REQUIRED WORK - Write out the part of the data that opens at its start and closes with the line containing "box: [22, 27, 167, 123]", keeping every character unchanged and including both ends. Leave the pictures out of the answer.

====

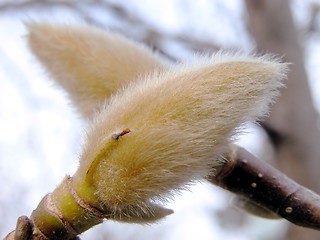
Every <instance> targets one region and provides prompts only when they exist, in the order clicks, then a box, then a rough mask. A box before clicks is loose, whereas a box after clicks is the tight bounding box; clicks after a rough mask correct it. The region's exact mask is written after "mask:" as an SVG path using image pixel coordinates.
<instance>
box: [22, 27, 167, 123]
mask: <svg viewBox="0 0 320 240" xmlns="http://www.w3.org/2000/svg"><path fill="white" fill-rule="evenodd" d="M27 26H28V29H29V34H28V42H29V46H30V48H31V50H32V52H33V53H34V54H35V55H36V56H37V57H38V59H39V60H40V61H41V62H42V64H43V65H44V66H45V67H46V69H47V71H48V73H49V74H50V75H51V76H52V77H53V79H55V80H56V82H57V83H58V85H60V86H61V87H63V88H65V90H66V91H67V92H68V93H69V95H70V98H71V100H72V101H73V104H74V105H76V106H77V107H78V110H79V111H80V112H81V113H82V114H83V115H84V116H86V117H89V118H91V116H92V114H93V113H94V112H95V111H96V109H97V106H98V105H99V104H101V103H104V102H105V101H106V99H108V98H109V97H110V95H111V94H112V93H113V92H114V91H115V90H116V89H118V88H119V87H121V86H122V85H123V84H126V83H128V82H129V81H132V80H134V79H136V78H137V77H139V76H140V75H144V74H146V73H147V72H150V71H153V70H154V69H155V68H159V69H162V68H164V67H165V66H166V65H167V64H166V63H165V62H164V61H163V60H162V59H160V58H159V57H158V56H156V55H155V54H153V53H152V52H151V51H150V50H149V49H147V48H145V47H144V46H142V45H139V44H138V43H135V42H133V41H130V40H128V39H126V38H124V37H122V36H121V35H119V34H115V33H111V32H109V31H106V30H101V29H98V28H94V27H89V26H86V25H81V26H71V25H66V24H50V23H37V22H30V23H28V24H27Z"/></svg>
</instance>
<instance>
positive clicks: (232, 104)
mask: <svg viewBox="0 0 320 240" xmlns="http://www.w3.org/2000/svg"><path fill="white" fill-rule="evenodd" d="M287 70H288V69H287V64H283V63H279V62H278V60H274V59H272V58H270V57H237V56H228V55H226V56H223V55H215V56H212V57H211V58H208V59H205V60H203V61H201V62H198V63H195V64H193V65H186V64H181V65H178V66H177V67H175V68H172V69H169V70H167V71H155V72H154V73H152V74H150V75H147V76H145V77H143V78H141V79H140V80H138V81H136V82H134V83H131V84H129V85H128V86H127V87H126V88H125V89H123V90H121V91H119V92H118V93H117V95H115V96H113V97H112V98H111V100H110V102H109V103H108V104H106V105H105V107H104V108H103V109H101V111H100V112H99V113H98V114H97V115H96V116H95V118H94V121H93V122H92V124H91V128H90V129H89V131H88V135H87V140H86V144H85V146H84V151H83V153H82V156H81V163H80V167H79V169H78V172H77V173H76V174H75V176H74V180H75V184H76V185H77V186H80V185H81V184H83V185H87V186H90V187H89V188H90V189H91V190H92V192H94V195H95V197H97V199H98V200H94V199H93V198H92V199H91V200H90V201H96V204H98V205H99V207H101V206H108V208H111V209H112V211H114V212H121V210H122V209H128V208H129V209H133V210H135V211H141V212H147V211H148V207H149V201H150V200H164V199H167V198H168V197H171V196H172V194H173V193H175V192H176V191H177V190H179V189H184V188H185V187H186V186H187V185H188V184H190V183H192V182H194V181H197V180H201V179H202V178H204V177H206V176H207V175H209V174H211V173H212V172H213V169H214V167H215V166H217V165H219V164H221V163H222V162H223V161H224V158H223V155H224V154H225V153H226V152H227V151H228V145H229V143H230V141H231V139H232V138H233V137H234V136H235V135H236V134H237V132H238V130H239V128H240V127H241V126H242V124H243V123H245V122H247V121H255V120H256V119H257V118H260V117H263V116H264V115H265V114H266V113H267V111H268V105H269V104H270V103H271V102H272V101H274V98H275V97H276V96H277V95H278V94H279V88H280V87H281V86H282V80H283V79H284V78H285V77H286V72H287ZM82 176H86V180H85V181H83V179H82V178H83V177H82ZM88 199H90V197H89V198H88Z"/></svg>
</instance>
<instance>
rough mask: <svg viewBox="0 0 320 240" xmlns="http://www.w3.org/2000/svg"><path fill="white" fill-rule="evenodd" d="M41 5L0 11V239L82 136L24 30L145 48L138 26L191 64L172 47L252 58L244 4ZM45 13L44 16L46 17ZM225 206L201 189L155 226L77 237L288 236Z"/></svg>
mask: <svg viewBox="0 0 320 240" xmlns="http://www.w3.org/2000/svg"><path fill="white" fill-rule="evenodd" d="M32 2H34V4H33V3H32ZM39 2H41V1H4V0H2V1H0V182H1V183H0V219H1V221H0V237H1V238H3V237H4V236H5V235H6V234H7V233H8V232H9V231H11V230H13V229H14V228H15V222H16V219H17V218H18V217H19V216H21V215H28V216H29V215H30V214H31V211H32V210H33V209H34V208H35V207H36V205H37V204H38V202H39V201H40V200H41V198H42V197H43V196H44V195H45V194H46V193H48V192H51V191H52V190H53V189H54V188H55V186H56V185H58V184H59V183H60V181H61V180H62V179H63V177H64V176H65V175H66V174H72V173H73V172H74V171H75V169H76V167H77V165H78V156H79V154H80V152H81V143H82V141H83V136H84V134H85V131H84V129H85V127H86V123H85V122H84V121H82V120H81V119H80V118H79V116H78V115H77V113H76V112H75V111H74V110H73V109H72V107H71V106H70V104H69V103H68V100H67V98H66V95H65V94H64V93H63V92H62V91H61V90H60V89H57V88H56V87H54V86H53V84H52V82H51V81H50V80H49V79H48V78H47V76H46V74H45V73H44V71H43V69H42V68H41V66H40V64H39V63H38V62H37V61H36V60H35V58H33V57H32V56H31V54H30V52H29V50H28V47H27V45H26V41H25V37H24V36H25V34H26V28H25V26H24V21H27V20H30V19H32V20H38V21H42V20H49V21H51V22H55V21H58V22H67V23H74V22H75V23H76V22H86V21H92V22H94V23H95V24H96V25H100V26H102V27H108V28H111V29H115V30H117V31H120V32H123V33H124V34H125V35H127V36H135V37H136V39H137V40H141V39H143V38H144V30H143V28H142V27H139V25H137V23H139V21H142V22H144V23H147V25H148V27H149V28H152V29H156V30H157V32H162V33H164V35H166V36H169V37H168V38H166V39H165V40H163V41H162V44H164V45H165V47H166V49H168V52H170V53H171V54H172V57H173V58H175V59H179V60H186V59H188V58H190V57H192V56H193V54H194V52H192V51H190V49H188V48H186V47H185V46H183V45H181V44H179V43H178V42H177V41H176V39H177V36H187V37H191V38H193V39H206V40H207V41H208V42H210V43H212V45H215V46H217V48H222V49H242V50H243V51H245V52H246V51H250V50H251V49H252V48H254V42H253V41H252V39H251V38H250V35H249V34H248V32H247V29H246V20H247V18H248V16H247V14H246V11H245V7H244V3H243V1H242V0H229V1H223V0H214V1H212V0H211V1H210V0H197V1H192V0H126V1H125V0H123V1H111V0H110V1H78V2H77V1H42V2H43V6H40V5H41V4H39ZM55 2H57V3H58V4H56V5H55V4H54V3H55ZM76 2H77V3H76ZM90 2H107V3H111V4H113V6H114V5H119V6H121V8H123V9H126V10H127V11H128V12H129V13H132V16H138V17H139V18H138V20H139V21H138V22H134V21H135V20H137V19H134V21H133V23H132V24H135V25H134V27H132V26H130V25H128V23H127V22H123V21H121V19H119V17H117V16H116V15H115V13H114V12H112V11H107V10H106V9H104V8H100V7H99V6H98V5H95V4H91V5H90ZM10 3H11V5H10ZM28 3H29V5H28ZM46 3H47V5H48V7H47V8H45V7H44V5H45V4H46ZM37 4H38V5H37ZM73 4H75V5H77V6H78V8H77V11H75V10H74V9H72V6H73ZM315 4H320V1H311V0H294V1H292V11H293V14H294V18H295V21H296V24H297V27H298V29H299V31H301V44H302V45H303V48H304V50H305V62H306V68H307V71H308V76H309V79H310V86H311V89H312V93H313V97H314V102H315V106H317V109H318V110H320V108H319V106H320V104H319V103H320V97H319V92H320V81H319V79H320V78H319V77H320V61H319V56H320V44H319V39H320V36H319V32H318V33H317V32H313V33H310V32H308V31H307V29H308V24H309V23H310V16H311V9H312V7H314V6H315ZM10 6H11V7H10ZM39 6H40V7H39ZM69 6H70V7H69ZM88 6H90V7H88ZM88 16H91V18H92V19H88ZM92 16H94V17H92ZM85 17H86V18H87V19H86V18H85ZM316 23H319V20H317V21H316ZM247 132H248V133H247V134H244V135H243V136H241V138H240V140H239V142H240V144H241V145H244V146H245V147H246V148H247V149H249V150H250V151H252V152H253V153H256V152H258V151H259V145H260V144H259V143H260V142H261V141H263V135H261V134H259V130H258V128H257V127H255V126H250V127H249V128H248V131H247ZM257 136H258V137H257ZM231 197H232V196H231V195H230V194H228V193H226V192H224V191H223V190H221V189H219V188H217V187H215V186H211V185H210V184H208V183H203V184H199V185H197V186H194V187H193V188H192V189H191V191H190V192H185V193H184V194H183V195H181V196H179V197H177V198H176V200H175V201H173V202H172V203H169V207H171V208H172V209H173V210H174V211H175V213H174V214H173V215H172V216H169V217H167V218H166V219H165V220H163V221H161V222H160V223H157V224H155V225H150V226H138V225H130V224H120V223H114V222H105V223H104V224H102V225H100V226H97V227H94V228H93V229H91V230H89V231H88V232H87V233H84V234H83V235H82V236H81V237H82V239H113V240H117V239H119V240H120V239H168V240H170V239H185V240H195V239H201V240H213V239H228V240H258V239H259V240H271V239H281V236H282V235H283V234H284V232H285V230H286V228H287V222H286V221H284V220H276V221H272V220H264V219H260V218H257V217H253V216H249V215H248V214H243V213H242V212H241V211H239V210H238V209H236V208H235V207H233V206H232V204H231V203H230V199H231Z"/></svg>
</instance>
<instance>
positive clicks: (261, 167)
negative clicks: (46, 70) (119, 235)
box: [5, 145, 320, 240]
mask: <svg viewBox="0 0 320 240" xmlns="http://www.w3.org/2000/svg"><path fill="white" fill-rule="evenodd" d="M227 158H228V161H227V162H226V163H225V164H224V165H223V166H221V168H220V169H218V173H217V175H216V176H215V177H209V178H208V180H209V181H210V182H212V183H214V184H217V185H218V186H220V187H222V188H224V189H227V190H228V191H231V192H233V193H236V194H238V195H241V196H243V197H245V198H247V199H248V200H249V201H252V202H253V203H255V204H256V205H257V206H258V207H261V208H262V209H267V210H269V211H272V212H274V213H275V214H277V215H279V216H281V217H283V218H285V219H287V220H289V221H290V222H292V223H294V224H297V225H299V226H303V227H307V228H313V229H317V230H320V196H319V195H316V194H315V193H313V192H311V191H310V190H308V189H306V188H305V187H303V186H301V185H299V184H297V183H296V182H294V181H293V180H291V179H290V178H288V177H287V176H285V175H284V174H283V173H281V172H279V171H278V170H277V169H275V168H273V167H271V166H270V165H268V164H267V163H265V162H262V161H260V160H259V159H257V158H256V157H255V156H253V155H252V154H250V153H249V152H247V151H246V150H245V149H243V148H240V147H238V146H236V145H233V146H232V148H231V152H230V155H229V156H228V157H227ZM68 181H71V178H70V177H69V178H65V180H64V181H63V182H62V184H61V185H60V186H59V187H58V188H57V189H56V190H55V191H54V193H55V192H57V191H59V193H60V194H61V193H63V195H64V197H63V199H64V200H65V201H68V203H65V202H64V203H63V204H64V205H68V206H69V205H72V204H75V205H73V206H75V207H74V208H75V209H76V210H75V213H73V214H72V216H73V217H72V218H68V217H66V216H65V215H66V213H64V212H63V210H62V209H61V208H59V207H58V206H57V205H58V204H57V202H55V200H54V197H52V194H48V195H46V196H45V197H44V198H43V200H42V201H41V202H40V204H39V205H38V207H37V208H36V209H35V210H34V211H33V213H32V216H31V219H28V218H27V217H20V218H19V219H18V222H17V226H16V230H15V231H13V232H11V233H10V234H8V236H7V237H6V238H5V240H13V239H15V240H26V239H33V240H40V239H46V238H48V239H57V240H59V239H61V240H62V239H64V240H67V239H77V237H76V235H77V234H80V233H81V232H83V231H86V230H87V229H89V228H91V227H92V226H95V225H96V224H99V223H101V219H102V216H103V215H101V214H92V207H90V206H86V205H85V204H79V201H81V199H80V200H79V196H78V195H77V197H74V193H72V192H73V191H74V190H73V189H72V187H70V186H71V185H70V184H69V185H68ZM67 185H68V186H69V187H66V186H67ZM60 204H61V203H60ZM68 211H70V210H68ZM69 214H70V213H69Z"/></svg>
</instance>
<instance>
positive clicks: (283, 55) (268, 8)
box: [246, 0, 320, 240]
mask: <svg viewBox="0 0 320 240" xmlns="http://www.w3.org/2000/svg"><path fill="white" fill-rule="evenodd" d="M246 5H247V11H248V14H249V19H248V28H249V31H250V32H251V34H252V36H253V38H254V39H255V41H256V44H257V49H258V51H259V52H272V53H276V54H279V55H280V56H284V61H287V62H290V63H292V65H291V71H290V74H289V79H288V81H287V82H286V85H287V88H285V89H283V91H282V96H281V98H280V99H279V101H278V102H277V103H276V104H275V106H274V107H273V109H272V113H271V115H270V117H269V118H268V119H267V120H266V121H265V122H264V123H263V126H264V127H265V130H266V131H267V133H268V134H269V136H270V139H271V141H272V143H273V145H274V149H275V155H276V161H277V164H278V166H277V167H278V168H279V169H280V170H281V171H283V172H284V173H285V174H287V175H288V176H289V177H291V178H293V179H294V180H296V181H297V182H299V183H300V184H302V185H304V186H306V187H308V188H310V189H312V190H314V191H315V192H317V193H319V192H320V183H319V174H318V170H319V169H320V159H319V156H320V148H319V147H318V146H317V144H318V143H319V142H320V132H319V129H318V127H317V121H318V113H317V112H316V110H315V108H314V106H313V102H312V98H311V94H310V89H309V85H308V79H307V74H306V70H305V67H304V56H303V49H302V47H301V45H300V43H299V34H298V31H297V29H296V28H295V25H294V21H293V17H292V14H291V11H290V2H289V1H288V0H282V1H279V0H246ZM287 238H288V239H290V240H295V239H296V240H301V239H309V240H313V239H314V240H316V239H317V240H318V239H320V233H319V232H316V231H312V230H308V229H304V228H300V227H297V226H294V225H290V228H289V230H288V233H287Z"/></svg>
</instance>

====

ANSWER FOR THE TASK -
Every <instance> targets one region and provides prompts only when they exist, in the order clicks, then a box, then a rough mask. A box before clicks is loose, whereas a box after clicks is the tight bounding box; clicks after a rough mask correct it. The region's exact mask is written after "mask:" as an SVG path using image pixel coordinates.
<instance>
box: [22, 27, 167, 123]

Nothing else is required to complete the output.